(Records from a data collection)

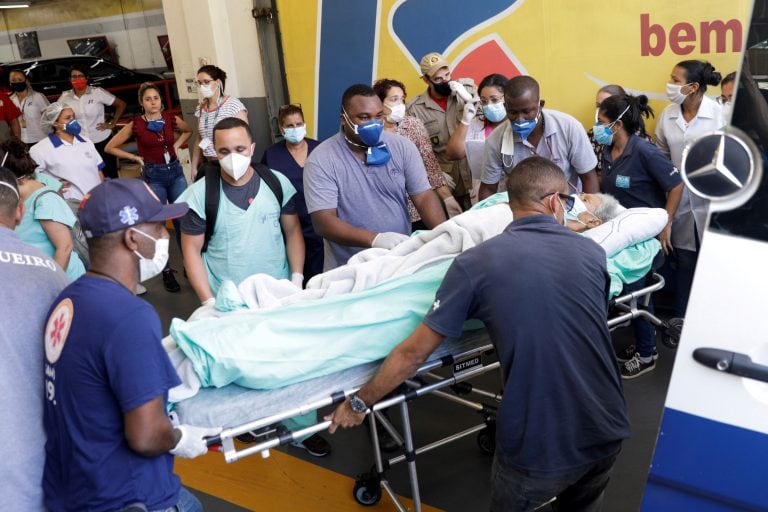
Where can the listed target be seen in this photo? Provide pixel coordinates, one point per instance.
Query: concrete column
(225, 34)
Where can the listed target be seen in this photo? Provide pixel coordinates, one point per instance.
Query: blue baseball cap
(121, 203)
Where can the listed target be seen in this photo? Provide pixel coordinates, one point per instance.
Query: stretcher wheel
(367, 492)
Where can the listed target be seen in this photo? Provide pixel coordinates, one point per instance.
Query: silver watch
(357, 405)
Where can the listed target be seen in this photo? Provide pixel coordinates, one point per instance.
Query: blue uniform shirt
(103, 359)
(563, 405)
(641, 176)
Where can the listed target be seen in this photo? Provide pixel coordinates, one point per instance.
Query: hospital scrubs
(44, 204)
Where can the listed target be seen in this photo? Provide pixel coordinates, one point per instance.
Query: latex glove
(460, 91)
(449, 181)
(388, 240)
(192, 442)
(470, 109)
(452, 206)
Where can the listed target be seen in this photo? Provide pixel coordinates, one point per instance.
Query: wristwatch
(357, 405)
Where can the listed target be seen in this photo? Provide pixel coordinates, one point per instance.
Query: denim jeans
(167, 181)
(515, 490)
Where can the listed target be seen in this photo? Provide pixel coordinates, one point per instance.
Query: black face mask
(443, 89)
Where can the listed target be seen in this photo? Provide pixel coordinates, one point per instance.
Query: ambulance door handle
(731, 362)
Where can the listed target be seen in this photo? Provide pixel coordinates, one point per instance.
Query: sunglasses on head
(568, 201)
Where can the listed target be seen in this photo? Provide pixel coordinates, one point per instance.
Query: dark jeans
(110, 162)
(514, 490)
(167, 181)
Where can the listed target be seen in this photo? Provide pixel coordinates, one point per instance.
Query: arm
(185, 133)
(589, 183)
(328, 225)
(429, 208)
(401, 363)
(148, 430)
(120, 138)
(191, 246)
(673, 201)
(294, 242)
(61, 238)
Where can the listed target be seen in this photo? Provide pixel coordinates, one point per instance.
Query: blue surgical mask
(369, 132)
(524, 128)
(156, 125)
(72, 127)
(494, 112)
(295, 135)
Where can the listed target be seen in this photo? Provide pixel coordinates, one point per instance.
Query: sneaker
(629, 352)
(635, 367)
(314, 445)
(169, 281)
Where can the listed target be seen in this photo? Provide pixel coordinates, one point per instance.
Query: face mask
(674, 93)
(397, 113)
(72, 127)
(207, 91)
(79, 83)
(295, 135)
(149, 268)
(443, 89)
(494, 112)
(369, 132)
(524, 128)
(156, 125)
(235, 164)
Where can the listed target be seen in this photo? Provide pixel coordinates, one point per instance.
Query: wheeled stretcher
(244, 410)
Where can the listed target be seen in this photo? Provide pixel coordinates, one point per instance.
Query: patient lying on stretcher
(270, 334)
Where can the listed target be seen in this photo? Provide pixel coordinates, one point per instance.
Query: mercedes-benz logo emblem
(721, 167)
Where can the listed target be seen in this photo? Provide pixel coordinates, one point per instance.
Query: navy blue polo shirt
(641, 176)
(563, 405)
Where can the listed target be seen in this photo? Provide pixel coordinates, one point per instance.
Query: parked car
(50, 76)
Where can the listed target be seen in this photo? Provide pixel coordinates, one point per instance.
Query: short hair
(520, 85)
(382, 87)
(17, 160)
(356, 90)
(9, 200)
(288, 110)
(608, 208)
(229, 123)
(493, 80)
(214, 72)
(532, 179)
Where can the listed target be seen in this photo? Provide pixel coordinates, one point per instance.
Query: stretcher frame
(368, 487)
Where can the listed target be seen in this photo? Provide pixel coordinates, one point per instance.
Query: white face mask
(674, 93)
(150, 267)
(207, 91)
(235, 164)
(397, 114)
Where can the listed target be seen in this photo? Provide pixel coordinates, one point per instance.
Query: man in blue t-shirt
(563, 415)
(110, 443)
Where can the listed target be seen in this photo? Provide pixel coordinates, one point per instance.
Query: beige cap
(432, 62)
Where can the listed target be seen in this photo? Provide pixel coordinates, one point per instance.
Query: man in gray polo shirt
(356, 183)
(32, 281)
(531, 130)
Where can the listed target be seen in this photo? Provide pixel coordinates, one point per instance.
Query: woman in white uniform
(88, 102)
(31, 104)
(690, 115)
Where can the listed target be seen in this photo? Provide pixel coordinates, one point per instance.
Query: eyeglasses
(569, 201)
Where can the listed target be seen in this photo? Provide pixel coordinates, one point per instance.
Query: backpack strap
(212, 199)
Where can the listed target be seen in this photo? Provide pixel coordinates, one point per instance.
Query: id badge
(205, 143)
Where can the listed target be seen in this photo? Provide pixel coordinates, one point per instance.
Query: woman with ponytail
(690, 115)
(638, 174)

WHAT YOU ARE ASKED TO DO » Without the pictures, retype the whole of the material above exactly.

REPLY TO THE TASK »
Where can the listed target be seen in this photo? Provide pixel coordinates, one point per instance.
Query: concrete column
(225, 34)
Where can the listed target be seen in this photo? Provide pixel coordinates, one point per instance.
Query: blue baseball cap
(121, 203)
Where can the listed target be seen in this photo? Provide pixel coordinates, one point per instance.
Query: stretcher wheel
(367, 492)
Where can the listed target be seen in this photo? Provide pixel coordinates, one point per instance.
Query: silver watch
(357, 405)
Where can the listed target be seen in this photo? Provide pixel coordinates, one point per instance.
Query: blue uniform shirt
(103, 359)
(563, 405)
(641, 176)
Where can the listed target be seen in this photo? Provide pixel coordinates, one point per instance.
Query: hospital scrubs
(44, 204)
Where can the listed target be seen in this photo? Provide pixel coordinates, one point per instance.
Query: latex glove
(460, 91)
(449, 181)
(388, 240)
(192, 442)
(470, 109)
(452, 206)
Where can the listed target be seen in this photo? Provide pixel coordinates, one point per instance.
Query: wristwatch
(357, 405)
Where can the listed target be seen in this photo? Provide pixel coordinates, one point per instance.
Query: denim jeans
(167, 181)
(515, 490)
Where can the listed target be seen in this photo? Provide pixel coordinates, one point per instance.
Query: black face mask
(443, 89)
Where can the listed target be seen in this photo? Provide pixel coordinates, one point per instance.
Query: ambulance door handle
(731, 362)
Where can the listed target be seen in this photo? Provide pixel coordinates, one point per instance.
Query: sunglasses on head
(568, 201)
Where can the listed target be seen in this photo? Provide pixel coordinates, one point per instance.
Query: dark jeans
(110, 162)
(514, 490)
(167, 181)
Where can the listed target be seen in this photo? Provide pixel coordinates, one point per instance.
Query: arm
(185, 133)
(589, 183)
(328, 225)
(429, 208)
(401, 363)
(148, 430)
(120, 138)
(191, 246)
(673, 201)
(294, 242)
(61, 238)
Where can the listed target be seen in this photo? Provide pixel coordinates, one point per instance.
Query: blue surgical mask
(369, 132)
(524, 128)
(156, 125)
(72, 127)
(494, 112)
(295, 135)
Where can the listed target be seen in this photo? Provide pixel coordinates, one point per instance.
Query: sneaker
(629, 352)
(635, 367)
(314, 445)
(169, 281)
Where can the listed target be seen in this photo? Provide pixel coordinates, one point per instance.
Query: face mask
(674, 93)
(397, 113)
(72, 127)
(207, 91)
(79, 83)
(295, 135)
(149, 268)
(443, 89)
(494, 112)
(369, 132)
(524, 128)
(156, 125)
(235, 164)
Where can the listed target be seen in this photo? Provide pixel coordinates, one point per instance.
Query: wheeled stretcher
(244, 410)
Where can the listed target be seen in this photo? Provide pixel coordinates, one point per instance.
Query: patient lying on stretcher
(270, 334)
Where can the listed target be seen in this photo? Provide pixel coordinates, one point per instance.
Query: mercedes-benz logo emblem
(721, 167)
Where can the listed target be seen in this photo? Provide pixel coordinates, one point per instance.
Query: navy blue polo shirt
(641, 176)
(563, 405)
Where can the listed target be seen in this photo? Provide pixel coordinates, one point per instance.
Query: parked car
(50, 76)
Where can the listed target be seen in this photo? Provide pixel coordinates, one point per instance.
Query: short hair
(520, 85)
(382, 87)
(17, 160)
(356, 90)
(9, 200)
(288, 110)
(608, 208)
(229, 123)
(493, 80)
(214, 72)
(532, 179)
Where can the listed target be seen in this photo? Provide pixel coordinates, one point per instance.
Query: stretcher frame
(368, 487)
Where can the listed target be seen in this photo? Provide pixel coordinates, one point per instance.
Query: white face mask
(674, 93)
(150, 267)
(207, 91)
(235, 164)
(397, 114)
Where can the listed target be seen in this photo? Provide pixel coordinates, one point per instance.
Query: man in blue t-shirt
(563, 415)
(110, 443)
Where can the listed target be seen in this photo? Provide pixel coordinates, one point per instance.
Query: beige cap
(432, 62)
Where can the listed target be seen in this photo? Provide pixel coordinates, one point per instance.
Query: man in gray polo shirt
(356, 183)
(32, 281)
(531, 130)
Where can the listed target be seen in this photo? Provide pixel coordinates, one point per instance.
Query: woman in white uniform
(88, 102)
(31, 104)
(690, 115)
Where can the listed target be seen in this photo? Provide pixel coordinates, one point per instance.
Query: eyeglasses
(569, 201)
Where can the listed target be seen in this photo? Provide pixel coordinates, one point per instance.
Query: backpack strap
(212, 199)
Where can the listed target be seen in this photo? Provide pixel coordinates, one point per instance.
Query: id badge
(205, 143)
Where can the listed target be seen in this photo? Provide pixel coordinates, one point per instance.
Query: woman with ponytail
(690, 115)
(638, 174)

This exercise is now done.